- **What the exercise asks**: Locate the line containing "of the asphalt" in the data below. Reproduce it and every following line up to the end, exactly as given.

- **Raw data**:
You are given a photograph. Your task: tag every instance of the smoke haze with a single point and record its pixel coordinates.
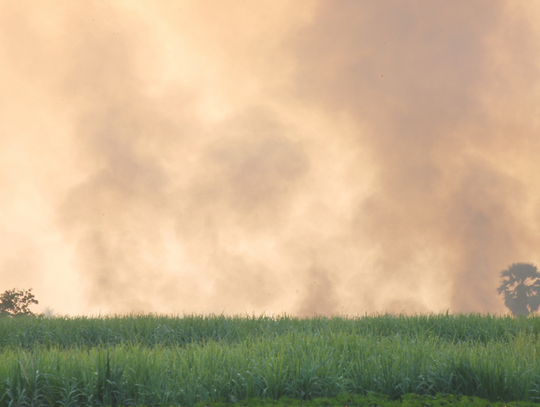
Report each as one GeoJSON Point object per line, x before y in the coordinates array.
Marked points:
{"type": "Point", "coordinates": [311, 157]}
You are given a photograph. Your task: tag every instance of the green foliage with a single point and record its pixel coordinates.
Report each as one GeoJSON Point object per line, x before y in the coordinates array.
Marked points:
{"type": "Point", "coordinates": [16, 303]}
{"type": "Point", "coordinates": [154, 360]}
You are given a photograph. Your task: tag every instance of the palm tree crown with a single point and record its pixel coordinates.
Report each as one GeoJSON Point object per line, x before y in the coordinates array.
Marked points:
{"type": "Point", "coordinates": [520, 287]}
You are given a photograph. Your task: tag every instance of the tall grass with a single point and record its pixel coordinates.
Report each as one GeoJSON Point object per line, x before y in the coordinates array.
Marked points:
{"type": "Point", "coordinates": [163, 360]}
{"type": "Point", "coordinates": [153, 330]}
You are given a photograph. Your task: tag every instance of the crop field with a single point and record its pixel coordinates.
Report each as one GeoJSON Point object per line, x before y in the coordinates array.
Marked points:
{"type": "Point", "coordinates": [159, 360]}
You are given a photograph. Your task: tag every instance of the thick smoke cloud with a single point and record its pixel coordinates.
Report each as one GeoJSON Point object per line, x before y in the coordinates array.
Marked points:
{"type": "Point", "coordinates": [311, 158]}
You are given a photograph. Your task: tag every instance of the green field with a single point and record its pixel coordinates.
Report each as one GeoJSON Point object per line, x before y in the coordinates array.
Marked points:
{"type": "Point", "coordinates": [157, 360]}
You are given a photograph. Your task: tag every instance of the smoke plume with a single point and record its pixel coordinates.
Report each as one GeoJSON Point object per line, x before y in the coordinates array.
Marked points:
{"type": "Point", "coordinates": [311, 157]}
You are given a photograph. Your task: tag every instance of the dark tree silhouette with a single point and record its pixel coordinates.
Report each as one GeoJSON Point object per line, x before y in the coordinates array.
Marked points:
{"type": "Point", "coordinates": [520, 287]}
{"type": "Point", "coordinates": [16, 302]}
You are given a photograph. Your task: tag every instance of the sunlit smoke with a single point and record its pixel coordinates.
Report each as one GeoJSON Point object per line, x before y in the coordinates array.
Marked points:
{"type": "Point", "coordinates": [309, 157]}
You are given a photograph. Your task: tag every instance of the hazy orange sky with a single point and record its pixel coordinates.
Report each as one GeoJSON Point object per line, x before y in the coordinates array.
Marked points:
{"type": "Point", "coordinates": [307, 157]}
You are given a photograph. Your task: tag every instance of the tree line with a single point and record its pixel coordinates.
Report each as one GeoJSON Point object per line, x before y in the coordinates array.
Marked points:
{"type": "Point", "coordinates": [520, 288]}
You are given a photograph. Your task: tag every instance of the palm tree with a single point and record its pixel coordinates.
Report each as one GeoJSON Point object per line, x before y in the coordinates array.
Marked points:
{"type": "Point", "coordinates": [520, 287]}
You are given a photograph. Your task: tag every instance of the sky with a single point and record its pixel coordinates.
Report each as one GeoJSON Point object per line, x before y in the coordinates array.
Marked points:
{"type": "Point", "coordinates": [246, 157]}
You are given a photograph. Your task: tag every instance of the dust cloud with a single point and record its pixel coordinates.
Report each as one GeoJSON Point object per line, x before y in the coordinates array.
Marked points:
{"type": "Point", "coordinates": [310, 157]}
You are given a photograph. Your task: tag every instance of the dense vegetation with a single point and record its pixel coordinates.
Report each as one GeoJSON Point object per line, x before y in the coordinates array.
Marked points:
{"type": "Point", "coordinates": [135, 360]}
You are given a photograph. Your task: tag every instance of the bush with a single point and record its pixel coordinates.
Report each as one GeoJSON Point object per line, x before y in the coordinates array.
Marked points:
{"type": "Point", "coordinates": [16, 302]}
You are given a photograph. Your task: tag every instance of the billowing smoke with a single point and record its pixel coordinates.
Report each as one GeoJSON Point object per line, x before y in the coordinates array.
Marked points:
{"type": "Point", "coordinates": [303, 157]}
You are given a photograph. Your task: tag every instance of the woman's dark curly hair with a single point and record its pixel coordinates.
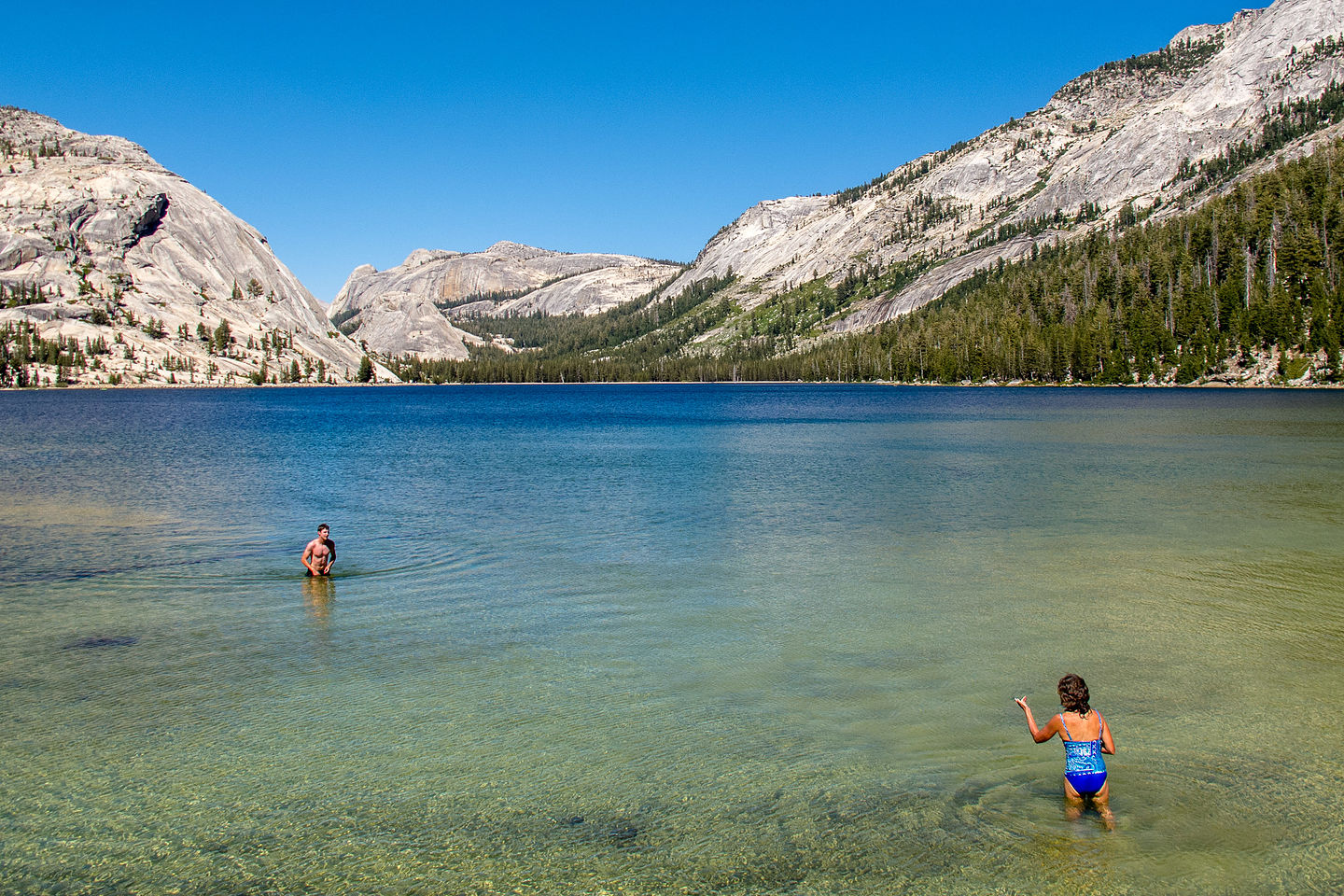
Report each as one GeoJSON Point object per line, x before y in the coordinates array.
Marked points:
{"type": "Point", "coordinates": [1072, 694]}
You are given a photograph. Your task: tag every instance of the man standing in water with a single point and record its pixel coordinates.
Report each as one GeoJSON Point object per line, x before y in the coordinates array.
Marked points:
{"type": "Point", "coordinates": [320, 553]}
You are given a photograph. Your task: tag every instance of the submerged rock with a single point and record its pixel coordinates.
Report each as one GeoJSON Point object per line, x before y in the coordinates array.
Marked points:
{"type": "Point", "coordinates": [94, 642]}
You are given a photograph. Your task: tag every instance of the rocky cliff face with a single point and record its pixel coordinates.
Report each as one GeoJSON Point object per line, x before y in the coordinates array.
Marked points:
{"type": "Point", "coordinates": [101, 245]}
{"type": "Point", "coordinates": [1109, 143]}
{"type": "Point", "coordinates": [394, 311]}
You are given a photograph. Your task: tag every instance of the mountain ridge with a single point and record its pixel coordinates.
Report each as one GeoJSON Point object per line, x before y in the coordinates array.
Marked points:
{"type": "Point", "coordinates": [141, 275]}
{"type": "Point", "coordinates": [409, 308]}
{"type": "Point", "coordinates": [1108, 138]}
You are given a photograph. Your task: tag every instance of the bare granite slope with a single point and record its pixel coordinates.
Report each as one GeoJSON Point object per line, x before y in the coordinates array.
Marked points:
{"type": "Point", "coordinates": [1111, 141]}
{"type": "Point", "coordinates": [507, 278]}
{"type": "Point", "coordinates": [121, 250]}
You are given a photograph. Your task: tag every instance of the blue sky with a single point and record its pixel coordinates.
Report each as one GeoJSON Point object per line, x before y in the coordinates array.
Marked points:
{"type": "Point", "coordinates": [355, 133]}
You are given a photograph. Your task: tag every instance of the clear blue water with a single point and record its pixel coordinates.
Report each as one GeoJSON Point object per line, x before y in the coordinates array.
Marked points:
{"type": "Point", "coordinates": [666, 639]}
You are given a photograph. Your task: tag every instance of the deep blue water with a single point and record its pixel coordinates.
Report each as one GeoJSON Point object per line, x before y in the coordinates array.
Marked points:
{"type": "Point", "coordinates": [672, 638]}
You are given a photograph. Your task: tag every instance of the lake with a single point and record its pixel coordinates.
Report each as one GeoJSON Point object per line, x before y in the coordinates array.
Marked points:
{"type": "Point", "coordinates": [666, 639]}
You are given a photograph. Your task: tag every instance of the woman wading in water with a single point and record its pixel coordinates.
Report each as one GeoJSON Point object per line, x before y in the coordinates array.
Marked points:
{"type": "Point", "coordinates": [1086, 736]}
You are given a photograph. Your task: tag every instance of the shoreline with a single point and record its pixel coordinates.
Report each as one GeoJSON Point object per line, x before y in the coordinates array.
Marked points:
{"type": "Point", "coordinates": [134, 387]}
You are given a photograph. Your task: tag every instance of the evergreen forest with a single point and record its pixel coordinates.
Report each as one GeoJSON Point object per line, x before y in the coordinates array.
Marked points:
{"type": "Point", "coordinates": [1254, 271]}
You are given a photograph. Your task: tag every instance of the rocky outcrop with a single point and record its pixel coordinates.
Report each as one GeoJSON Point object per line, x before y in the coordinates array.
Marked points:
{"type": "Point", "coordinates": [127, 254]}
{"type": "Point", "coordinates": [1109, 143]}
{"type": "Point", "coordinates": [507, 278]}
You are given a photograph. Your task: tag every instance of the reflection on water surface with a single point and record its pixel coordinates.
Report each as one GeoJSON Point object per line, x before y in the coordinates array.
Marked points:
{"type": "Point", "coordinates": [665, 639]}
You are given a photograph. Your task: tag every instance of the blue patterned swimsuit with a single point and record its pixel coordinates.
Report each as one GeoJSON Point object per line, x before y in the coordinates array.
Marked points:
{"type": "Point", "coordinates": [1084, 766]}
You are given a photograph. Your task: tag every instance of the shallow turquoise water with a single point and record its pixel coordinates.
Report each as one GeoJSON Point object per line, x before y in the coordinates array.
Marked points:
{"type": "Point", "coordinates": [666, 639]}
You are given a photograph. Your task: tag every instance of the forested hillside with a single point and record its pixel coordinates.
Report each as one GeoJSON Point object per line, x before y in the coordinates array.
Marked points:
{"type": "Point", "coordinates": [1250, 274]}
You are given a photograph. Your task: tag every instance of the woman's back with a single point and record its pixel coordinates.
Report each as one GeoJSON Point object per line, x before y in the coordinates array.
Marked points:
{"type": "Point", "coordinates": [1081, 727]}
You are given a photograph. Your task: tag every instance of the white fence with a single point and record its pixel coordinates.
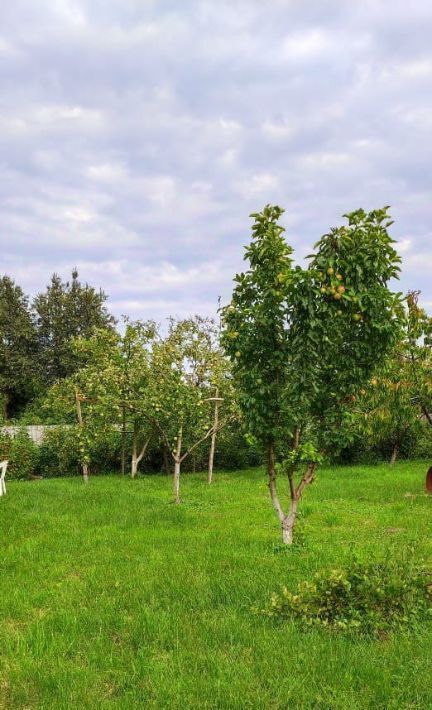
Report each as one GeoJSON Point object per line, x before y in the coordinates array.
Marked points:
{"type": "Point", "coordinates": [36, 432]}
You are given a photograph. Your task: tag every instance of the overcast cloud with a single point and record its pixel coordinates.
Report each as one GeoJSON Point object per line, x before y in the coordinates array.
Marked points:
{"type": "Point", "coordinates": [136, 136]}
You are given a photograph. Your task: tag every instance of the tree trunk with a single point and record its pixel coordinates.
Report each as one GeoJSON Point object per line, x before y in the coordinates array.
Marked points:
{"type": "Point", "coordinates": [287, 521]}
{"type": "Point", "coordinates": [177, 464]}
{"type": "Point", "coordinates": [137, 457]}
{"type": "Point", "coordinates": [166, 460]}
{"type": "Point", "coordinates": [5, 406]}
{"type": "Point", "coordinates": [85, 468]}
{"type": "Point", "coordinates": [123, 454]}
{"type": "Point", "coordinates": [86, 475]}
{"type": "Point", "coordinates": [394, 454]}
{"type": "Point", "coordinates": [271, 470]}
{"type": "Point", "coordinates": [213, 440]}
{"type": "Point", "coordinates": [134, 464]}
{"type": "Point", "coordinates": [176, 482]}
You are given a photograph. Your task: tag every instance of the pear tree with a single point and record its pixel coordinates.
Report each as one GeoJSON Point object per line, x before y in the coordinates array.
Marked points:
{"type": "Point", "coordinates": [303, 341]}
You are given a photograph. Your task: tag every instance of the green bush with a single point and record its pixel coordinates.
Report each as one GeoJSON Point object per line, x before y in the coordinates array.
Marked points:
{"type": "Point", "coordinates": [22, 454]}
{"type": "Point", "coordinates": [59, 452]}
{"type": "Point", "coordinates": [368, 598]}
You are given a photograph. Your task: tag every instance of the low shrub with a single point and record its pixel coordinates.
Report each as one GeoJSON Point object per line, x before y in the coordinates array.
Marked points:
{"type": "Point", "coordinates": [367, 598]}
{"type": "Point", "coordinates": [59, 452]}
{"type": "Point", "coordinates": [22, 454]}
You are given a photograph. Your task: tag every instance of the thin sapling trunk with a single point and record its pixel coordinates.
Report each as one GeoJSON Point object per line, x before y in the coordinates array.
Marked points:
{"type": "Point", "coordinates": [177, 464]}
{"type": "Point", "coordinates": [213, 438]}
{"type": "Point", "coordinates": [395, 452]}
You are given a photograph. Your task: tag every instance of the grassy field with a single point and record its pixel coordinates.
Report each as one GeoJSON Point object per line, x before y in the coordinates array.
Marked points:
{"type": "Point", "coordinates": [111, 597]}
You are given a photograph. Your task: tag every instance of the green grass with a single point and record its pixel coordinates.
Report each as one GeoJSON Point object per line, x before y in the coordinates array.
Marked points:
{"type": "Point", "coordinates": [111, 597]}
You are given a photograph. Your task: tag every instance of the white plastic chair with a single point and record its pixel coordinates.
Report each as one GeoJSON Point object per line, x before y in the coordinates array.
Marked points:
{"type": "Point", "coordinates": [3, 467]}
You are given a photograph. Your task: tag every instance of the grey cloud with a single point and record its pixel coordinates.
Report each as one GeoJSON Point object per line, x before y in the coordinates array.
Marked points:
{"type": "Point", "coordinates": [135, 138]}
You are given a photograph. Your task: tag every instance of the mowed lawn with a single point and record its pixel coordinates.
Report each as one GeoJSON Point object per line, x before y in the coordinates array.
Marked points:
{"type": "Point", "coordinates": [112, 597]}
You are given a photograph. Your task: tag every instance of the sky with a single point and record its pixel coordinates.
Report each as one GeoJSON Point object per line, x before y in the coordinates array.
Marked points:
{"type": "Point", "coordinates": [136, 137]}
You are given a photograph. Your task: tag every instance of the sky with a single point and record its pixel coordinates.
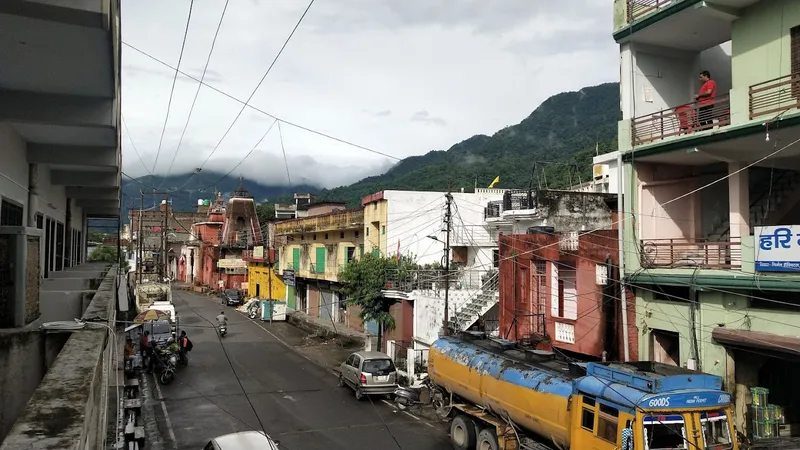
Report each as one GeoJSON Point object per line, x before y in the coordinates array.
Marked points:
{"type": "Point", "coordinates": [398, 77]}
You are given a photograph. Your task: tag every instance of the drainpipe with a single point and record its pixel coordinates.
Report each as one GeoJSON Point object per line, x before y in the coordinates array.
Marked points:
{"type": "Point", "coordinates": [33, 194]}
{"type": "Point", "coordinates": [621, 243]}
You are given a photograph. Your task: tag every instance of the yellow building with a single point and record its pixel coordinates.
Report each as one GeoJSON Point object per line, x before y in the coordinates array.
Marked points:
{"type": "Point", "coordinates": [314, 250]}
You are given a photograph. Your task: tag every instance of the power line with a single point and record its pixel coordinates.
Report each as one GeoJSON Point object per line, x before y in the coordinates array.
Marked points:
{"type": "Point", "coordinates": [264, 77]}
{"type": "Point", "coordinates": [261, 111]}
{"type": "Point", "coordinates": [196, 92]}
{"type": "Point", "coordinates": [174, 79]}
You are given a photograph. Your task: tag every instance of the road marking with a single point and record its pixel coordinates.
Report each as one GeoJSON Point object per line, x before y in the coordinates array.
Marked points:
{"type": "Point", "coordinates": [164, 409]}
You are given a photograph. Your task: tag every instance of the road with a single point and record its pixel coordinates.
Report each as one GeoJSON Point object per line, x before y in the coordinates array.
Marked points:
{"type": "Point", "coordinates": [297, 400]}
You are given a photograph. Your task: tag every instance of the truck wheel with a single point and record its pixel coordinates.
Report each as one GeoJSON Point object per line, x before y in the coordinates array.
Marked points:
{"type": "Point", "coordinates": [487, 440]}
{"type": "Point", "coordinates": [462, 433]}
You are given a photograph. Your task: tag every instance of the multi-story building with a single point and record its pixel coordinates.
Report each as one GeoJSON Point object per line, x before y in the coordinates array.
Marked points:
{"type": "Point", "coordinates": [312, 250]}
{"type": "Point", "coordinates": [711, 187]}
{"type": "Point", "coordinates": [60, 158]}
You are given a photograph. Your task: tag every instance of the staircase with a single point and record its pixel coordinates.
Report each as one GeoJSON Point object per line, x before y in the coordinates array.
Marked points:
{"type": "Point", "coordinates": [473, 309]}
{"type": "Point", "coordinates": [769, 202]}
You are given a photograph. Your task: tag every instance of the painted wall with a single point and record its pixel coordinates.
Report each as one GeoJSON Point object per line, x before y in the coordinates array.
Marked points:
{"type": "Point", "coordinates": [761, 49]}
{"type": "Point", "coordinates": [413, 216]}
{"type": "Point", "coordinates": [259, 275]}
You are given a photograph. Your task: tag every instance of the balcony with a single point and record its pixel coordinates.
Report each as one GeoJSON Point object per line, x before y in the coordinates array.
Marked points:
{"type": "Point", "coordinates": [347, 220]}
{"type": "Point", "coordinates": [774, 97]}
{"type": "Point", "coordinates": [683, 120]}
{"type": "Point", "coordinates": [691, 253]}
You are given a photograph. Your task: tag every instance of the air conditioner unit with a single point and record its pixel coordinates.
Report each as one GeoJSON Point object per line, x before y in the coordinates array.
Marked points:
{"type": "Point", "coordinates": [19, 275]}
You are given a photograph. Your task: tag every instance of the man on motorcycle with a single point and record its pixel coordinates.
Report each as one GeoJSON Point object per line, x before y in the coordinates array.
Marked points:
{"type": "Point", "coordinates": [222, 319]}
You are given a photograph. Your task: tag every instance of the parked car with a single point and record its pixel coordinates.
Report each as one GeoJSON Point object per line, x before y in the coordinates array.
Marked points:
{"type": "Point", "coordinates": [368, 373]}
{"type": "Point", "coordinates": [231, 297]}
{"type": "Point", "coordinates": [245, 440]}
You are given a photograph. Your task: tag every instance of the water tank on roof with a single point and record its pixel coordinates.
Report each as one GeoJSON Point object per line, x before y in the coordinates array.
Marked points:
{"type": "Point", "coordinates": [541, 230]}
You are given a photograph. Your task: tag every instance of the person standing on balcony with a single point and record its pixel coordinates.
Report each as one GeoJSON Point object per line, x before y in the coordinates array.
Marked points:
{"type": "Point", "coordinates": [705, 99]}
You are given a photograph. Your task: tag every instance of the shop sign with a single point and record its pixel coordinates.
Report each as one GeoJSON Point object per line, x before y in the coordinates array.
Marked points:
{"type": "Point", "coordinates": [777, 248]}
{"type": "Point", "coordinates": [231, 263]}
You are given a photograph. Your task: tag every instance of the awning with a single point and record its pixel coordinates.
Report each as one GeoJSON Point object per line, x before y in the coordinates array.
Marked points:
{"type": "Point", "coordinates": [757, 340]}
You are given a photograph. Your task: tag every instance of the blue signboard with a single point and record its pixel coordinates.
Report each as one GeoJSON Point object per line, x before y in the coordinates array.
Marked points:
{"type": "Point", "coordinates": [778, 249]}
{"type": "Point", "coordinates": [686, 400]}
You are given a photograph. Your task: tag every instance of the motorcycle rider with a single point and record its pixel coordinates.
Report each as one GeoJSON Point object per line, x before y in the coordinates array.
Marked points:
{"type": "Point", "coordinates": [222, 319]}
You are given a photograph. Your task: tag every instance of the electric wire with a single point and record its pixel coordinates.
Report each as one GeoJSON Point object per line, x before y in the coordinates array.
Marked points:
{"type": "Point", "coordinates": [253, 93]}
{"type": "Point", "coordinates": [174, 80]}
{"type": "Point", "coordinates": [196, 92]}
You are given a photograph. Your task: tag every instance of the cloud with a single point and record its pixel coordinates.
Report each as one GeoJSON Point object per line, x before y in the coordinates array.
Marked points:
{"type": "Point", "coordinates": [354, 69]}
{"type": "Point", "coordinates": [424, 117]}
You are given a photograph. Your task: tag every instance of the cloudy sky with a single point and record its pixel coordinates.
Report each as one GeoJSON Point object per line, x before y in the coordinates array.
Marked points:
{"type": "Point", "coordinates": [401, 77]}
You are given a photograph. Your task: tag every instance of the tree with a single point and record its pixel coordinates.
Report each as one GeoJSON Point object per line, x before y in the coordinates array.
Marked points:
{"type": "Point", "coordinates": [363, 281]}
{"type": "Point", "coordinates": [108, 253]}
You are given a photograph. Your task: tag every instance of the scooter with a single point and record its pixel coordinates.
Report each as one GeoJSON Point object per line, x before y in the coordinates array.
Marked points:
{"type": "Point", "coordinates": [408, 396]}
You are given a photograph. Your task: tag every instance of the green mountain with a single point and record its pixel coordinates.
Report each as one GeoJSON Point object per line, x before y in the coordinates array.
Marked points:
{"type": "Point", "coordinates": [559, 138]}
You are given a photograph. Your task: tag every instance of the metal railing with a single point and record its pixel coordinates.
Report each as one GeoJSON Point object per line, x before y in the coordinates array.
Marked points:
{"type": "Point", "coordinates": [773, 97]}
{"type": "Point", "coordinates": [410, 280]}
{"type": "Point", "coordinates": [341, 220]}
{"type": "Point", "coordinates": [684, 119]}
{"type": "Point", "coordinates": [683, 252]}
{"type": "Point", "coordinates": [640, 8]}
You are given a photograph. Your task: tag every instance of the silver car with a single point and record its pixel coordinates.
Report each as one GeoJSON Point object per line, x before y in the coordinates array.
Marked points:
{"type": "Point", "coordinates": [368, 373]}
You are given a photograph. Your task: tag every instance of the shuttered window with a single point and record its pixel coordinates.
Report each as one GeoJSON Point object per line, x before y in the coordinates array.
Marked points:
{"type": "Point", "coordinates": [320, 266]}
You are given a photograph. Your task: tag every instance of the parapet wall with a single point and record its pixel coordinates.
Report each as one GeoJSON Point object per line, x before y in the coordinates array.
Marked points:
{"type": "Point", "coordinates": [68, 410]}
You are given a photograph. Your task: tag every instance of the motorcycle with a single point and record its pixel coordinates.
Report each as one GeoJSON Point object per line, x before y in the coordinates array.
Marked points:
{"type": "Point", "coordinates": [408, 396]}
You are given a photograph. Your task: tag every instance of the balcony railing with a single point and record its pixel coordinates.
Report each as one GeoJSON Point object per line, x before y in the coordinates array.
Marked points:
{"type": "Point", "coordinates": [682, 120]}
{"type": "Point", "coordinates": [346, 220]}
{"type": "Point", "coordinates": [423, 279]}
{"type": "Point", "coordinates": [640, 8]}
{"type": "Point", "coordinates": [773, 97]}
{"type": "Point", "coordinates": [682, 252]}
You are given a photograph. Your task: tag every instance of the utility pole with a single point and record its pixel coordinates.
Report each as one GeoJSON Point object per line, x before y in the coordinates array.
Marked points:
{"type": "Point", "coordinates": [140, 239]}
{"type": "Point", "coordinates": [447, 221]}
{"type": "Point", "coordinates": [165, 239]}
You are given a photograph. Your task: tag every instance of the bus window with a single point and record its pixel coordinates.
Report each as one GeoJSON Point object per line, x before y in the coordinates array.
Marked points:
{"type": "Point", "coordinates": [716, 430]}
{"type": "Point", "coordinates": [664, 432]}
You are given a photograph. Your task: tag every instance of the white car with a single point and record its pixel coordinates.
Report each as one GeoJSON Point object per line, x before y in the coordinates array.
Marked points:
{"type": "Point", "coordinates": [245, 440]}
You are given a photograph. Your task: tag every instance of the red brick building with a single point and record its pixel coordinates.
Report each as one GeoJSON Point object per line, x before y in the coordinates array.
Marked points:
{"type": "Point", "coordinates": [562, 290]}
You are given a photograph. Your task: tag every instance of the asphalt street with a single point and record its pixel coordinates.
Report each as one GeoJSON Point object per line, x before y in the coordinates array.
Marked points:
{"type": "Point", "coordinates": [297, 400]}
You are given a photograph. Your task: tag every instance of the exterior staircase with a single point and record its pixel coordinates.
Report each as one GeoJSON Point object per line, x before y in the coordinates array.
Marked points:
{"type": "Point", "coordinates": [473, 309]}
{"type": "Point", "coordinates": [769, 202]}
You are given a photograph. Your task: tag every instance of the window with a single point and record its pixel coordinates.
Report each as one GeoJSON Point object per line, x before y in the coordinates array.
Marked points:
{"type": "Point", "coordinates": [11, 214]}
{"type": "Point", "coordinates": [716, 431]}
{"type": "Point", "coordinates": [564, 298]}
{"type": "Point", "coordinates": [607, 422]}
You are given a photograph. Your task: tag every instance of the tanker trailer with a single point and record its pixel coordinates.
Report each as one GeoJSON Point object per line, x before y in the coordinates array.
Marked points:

- **Finished exercise**:
You are given a photograph. Your task: tag every instance of the asphalt street with a single point and record its pixel coordinates.
Report each as one GeoJSON Point object per line, x before y in the coordinates array.
Marked points:
{"type": "Point", "coordinates": [297, 400]}
You are given a photograph. Your task: tag every instance of the exterior staircase with a single point and record its pixel coordinates.
Report each as one GeoJSON Point object per line, x before y in the coordinates array.
Marked points:
{"type": "Point", "coordinates": [473, 309]}
{"type": "Point", "coordinates": [769, 202]}
You are given a photograph. Your task: tag every instance of the window with a single point and record its pixel coordinates.
Report each as one GeoJSON Point object per line, x before y in the coordinates array.
Marked points:
{"type": "Point", "coordinates": [11, 214]}
{"type": "Point", "coordinates": [716, 431]}
{"type": "Point", "coordinates": [564, 298]}
{"type": "Point", "coordinates": [607, 422]}
You are given a photograph. Your task: tag every instance of the tanker trailer with a single point and record its pixel coordinates.
Report each as one GeoJSON Point object per line, x before y in the coordinates array.
Marked points:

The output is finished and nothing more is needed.